* **WORK TO COMPLETE**
Each line of the listing below that includes "shirt" should be reported.

** Opening THE DATA block **

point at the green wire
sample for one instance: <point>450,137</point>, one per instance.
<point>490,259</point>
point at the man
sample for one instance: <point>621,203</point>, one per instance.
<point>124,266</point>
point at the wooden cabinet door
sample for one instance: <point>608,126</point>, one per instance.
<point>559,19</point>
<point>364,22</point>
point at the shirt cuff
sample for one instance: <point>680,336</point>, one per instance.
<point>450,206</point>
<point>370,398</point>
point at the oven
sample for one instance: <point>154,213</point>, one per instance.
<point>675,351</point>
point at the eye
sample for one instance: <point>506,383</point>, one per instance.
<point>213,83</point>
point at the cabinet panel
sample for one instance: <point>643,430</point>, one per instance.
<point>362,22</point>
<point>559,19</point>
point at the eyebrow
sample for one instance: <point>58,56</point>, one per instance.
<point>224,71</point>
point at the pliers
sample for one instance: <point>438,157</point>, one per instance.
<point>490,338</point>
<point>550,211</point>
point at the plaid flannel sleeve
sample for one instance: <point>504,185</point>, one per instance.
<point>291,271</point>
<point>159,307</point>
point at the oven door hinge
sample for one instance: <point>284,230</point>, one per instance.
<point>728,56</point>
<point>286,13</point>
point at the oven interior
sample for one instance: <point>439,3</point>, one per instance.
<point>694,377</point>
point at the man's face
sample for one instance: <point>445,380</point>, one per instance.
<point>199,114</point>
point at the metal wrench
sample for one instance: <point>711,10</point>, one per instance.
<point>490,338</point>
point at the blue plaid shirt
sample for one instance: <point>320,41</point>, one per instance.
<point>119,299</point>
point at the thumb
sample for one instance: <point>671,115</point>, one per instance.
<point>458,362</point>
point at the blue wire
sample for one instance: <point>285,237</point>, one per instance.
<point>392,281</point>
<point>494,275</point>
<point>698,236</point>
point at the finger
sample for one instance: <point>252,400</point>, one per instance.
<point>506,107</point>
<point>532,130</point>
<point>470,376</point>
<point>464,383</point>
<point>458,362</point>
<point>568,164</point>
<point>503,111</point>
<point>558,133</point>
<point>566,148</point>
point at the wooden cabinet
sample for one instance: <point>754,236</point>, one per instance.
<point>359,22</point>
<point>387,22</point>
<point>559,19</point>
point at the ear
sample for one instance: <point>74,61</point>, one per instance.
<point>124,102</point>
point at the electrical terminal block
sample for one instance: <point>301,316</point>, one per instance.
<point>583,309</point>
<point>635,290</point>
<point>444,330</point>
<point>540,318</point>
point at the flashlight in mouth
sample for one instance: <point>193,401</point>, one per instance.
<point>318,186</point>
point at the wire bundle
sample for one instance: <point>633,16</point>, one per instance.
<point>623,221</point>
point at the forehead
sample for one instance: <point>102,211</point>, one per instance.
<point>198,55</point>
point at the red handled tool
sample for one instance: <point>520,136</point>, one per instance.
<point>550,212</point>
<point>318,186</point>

** Closing THE DATA block **

* **WRITTEN ANSWER**
point at the shirt cuff
point at the blue plaid shirt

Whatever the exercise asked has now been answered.